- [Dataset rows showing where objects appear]
────

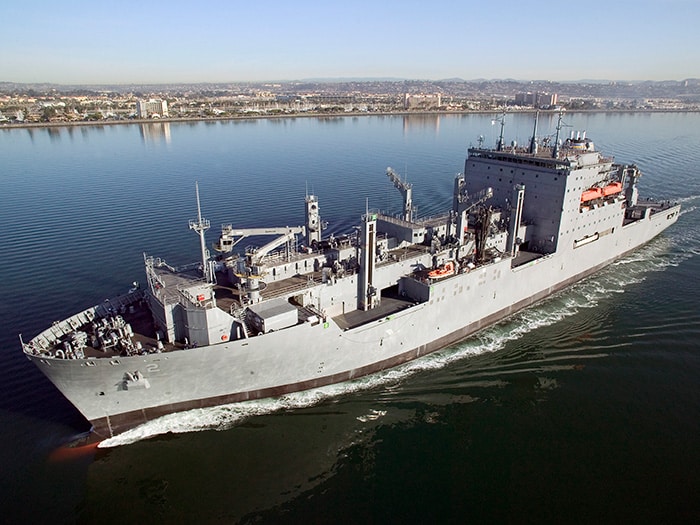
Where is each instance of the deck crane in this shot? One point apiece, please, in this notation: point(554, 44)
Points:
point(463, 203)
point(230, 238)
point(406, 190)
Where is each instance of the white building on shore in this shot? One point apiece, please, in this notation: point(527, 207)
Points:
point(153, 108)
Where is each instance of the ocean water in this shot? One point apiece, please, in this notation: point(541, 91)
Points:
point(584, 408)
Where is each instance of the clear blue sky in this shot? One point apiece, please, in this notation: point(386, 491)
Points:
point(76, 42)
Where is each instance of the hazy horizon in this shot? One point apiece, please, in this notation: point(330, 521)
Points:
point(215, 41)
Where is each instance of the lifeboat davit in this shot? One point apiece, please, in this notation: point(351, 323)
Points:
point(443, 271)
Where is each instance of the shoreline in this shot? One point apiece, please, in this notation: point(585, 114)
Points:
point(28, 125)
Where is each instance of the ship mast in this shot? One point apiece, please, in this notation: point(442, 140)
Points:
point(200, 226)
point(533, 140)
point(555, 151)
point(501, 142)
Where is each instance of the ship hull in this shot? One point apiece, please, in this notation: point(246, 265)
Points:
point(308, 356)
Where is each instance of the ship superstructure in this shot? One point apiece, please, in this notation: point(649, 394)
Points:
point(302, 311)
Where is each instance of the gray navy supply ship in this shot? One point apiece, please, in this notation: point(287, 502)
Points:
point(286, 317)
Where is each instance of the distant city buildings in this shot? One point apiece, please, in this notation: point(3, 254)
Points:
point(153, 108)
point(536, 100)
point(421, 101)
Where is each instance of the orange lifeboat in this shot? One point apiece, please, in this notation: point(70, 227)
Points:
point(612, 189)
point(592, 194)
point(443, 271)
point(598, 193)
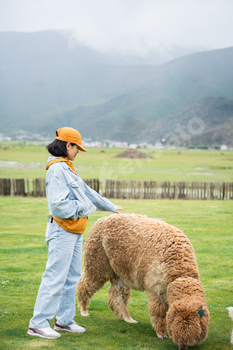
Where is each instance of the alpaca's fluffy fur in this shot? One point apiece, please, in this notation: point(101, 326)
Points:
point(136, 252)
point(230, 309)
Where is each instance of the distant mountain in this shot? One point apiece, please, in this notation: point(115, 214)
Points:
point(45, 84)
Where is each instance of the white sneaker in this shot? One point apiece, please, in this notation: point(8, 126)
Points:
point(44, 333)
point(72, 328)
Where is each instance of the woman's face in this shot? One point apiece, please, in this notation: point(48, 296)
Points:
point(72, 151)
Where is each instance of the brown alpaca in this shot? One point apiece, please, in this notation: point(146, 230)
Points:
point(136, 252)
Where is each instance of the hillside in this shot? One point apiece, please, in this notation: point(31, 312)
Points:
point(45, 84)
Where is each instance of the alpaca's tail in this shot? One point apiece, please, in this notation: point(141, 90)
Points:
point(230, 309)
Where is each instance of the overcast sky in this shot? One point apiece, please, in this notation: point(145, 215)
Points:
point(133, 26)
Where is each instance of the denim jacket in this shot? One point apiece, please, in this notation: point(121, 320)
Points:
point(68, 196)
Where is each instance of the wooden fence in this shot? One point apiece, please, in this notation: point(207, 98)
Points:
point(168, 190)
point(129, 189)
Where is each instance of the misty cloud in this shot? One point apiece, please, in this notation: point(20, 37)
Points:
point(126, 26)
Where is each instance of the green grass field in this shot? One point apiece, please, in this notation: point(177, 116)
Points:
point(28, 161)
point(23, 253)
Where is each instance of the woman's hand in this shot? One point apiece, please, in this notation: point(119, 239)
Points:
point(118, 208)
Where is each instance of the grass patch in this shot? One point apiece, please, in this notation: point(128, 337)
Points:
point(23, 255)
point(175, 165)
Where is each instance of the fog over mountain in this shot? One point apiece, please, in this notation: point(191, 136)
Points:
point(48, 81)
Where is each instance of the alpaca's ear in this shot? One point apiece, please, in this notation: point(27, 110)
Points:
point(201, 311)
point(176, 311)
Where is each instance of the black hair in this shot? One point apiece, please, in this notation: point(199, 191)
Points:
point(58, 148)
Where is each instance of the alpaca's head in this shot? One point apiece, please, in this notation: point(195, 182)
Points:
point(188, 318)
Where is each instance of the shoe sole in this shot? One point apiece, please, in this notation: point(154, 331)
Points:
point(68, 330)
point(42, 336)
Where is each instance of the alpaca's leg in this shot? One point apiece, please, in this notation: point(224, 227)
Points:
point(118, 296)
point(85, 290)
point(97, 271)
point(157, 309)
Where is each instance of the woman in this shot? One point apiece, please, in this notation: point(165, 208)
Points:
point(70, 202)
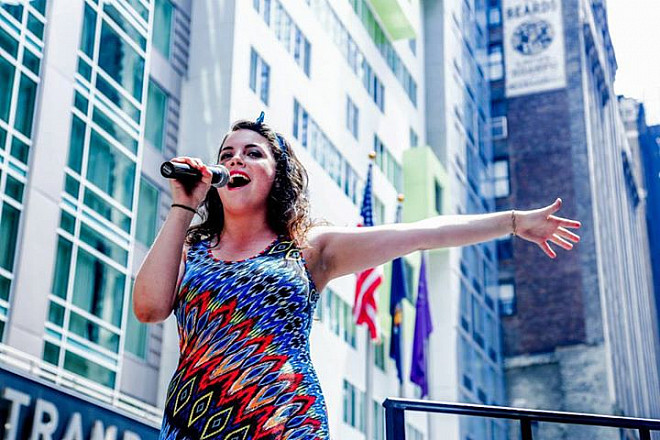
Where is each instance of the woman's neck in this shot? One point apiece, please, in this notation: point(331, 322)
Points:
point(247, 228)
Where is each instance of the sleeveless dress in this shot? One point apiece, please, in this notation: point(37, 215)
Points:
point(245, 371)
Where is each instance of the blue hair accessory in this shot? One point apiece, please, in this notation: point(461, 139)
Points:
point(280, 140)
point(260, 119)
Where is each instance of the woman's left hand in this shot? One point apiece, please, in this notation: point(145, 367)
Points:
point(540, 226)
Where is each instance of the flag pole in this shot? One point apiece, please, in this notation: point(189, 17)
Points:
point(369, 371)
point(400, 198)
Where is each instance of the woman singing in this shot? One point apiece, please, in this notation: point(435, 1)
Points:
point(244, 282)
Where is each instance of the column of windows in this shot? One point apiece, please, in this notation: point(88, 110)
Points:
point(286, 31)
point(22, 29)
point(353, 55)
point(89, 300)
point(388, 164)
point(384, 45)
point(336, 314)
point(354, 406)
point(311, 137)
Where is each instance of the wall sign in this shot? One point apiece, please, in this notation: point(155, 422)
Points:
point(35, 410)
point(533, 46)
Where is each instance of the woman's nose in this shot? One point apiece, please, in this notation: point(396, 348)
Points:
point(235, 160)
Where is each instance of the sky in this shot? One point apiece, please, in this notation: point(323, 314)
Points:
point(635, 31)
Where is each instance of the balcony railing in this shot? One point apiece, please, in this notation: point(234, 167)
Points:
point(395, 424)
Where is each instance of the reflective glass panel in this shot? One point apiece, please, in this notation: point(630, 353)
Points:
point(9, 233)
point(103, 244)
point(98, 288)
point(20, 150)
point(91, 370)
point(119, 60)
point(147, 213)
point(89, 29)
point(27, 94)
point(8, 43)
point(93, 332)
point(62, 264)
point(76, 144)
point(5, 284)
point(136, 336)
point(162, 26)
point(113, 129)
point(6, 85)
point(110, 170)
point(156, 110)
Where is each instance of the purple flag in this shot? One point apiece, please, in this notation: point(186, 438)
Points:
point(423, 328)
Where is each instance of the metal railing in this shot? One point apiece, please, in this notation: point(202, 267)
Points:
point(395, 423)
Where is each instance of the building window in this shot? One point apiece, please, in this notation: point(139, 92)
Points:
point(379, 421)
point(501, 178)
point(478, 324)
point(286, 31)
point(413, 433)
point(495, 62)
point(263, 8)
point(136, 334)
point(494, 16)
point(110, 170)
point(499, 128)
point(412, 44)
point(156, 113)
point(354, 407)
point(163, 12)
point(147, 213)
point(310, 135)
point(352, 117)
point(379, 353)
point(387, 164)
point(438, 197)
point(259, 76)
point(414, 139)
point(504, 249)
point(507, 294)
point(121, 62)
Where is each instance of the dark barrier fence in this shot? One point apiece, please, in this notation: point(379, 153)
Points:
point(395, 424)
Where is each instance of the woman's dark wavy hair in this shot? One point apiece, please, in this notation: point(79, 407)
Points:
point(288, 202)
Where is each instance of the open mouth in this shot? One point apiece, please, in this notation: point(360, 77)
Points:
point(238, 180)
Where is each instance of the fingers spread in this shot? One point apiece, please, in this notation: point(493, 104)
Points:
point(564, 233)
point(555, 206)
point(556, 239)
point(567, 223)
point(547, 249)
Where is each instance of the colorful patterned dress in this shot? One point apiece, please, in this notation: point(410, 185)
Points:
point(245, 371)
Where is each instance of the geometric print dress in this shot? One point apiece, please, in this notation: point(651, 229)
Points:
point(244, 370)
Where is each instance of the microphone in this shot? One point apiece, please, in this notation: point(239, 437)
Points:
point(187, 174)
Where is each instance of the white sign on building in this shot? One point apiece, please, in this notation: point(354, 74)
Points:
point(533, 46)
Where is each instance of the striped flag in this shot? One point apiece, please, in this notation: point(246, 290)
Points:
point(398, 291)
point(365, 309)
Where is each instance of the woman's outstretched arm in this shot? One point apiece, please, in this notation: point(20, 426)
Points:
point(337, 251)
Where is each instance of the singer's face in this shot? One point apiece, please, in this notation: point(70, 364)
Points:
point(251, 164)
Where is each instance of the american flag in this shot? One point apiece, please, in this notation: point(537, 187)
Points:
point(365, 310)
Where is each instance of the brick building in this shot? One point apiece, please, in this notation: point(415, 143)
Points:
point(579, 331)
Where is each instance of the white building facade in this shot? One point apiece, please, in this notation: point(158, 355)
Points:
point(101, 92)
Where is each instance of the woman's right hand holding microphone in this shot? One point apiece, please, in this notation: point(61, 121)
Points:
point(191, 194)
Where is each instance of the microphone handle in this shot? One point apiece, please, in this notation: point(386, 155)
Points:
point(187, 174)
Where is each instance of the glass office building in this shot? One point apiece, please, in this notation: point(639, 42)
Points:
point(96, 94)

────

- [What you are asked to do]
Reproduce the lines of the listing above, starting at the line containing "Where is each instance of the colorful" and ending at the line containing "point(365, 310)". Include both of those lines.

- [Solved problem]
Where is each instance of the colorful patterned dress in this shot? One point apiece, please, in this notation: point(410, 185)
Points:
point(245, 371)
Where is each instance of the geometric print dress in this shot? One point apiece, please, in this notation: point(651, 229)
Points:
point(244, 370)
Where is each instance of the microphone in this shot? One point apiece, please, in this notation: point(239, 437)
Points:
point(187, 174)
Where is each instance of the white sign on building in this shot? One point apiece, please, in this notation: point(354, 74)
Points:
point(533, 46)
Where is each instance of the striped flag in this shot? One point apiece, please, in this notation: point(246, 290)
Points:
point(398, 291)
point(365, 309)
Where is each instance of the woman's outstretched arm in this shot? One point apiece, please, in this notation: point(20, 426)
Points:
point(337, 251)
Where is each instance of the singer's face in this shot? One point apiece, please, in this notation: point(70, 364)
Points:
point(251, 164)
Where is each instance of the american flag in this shot? One point apiece, please, in this notation: point(537, 187)
Points:
point(365, 310)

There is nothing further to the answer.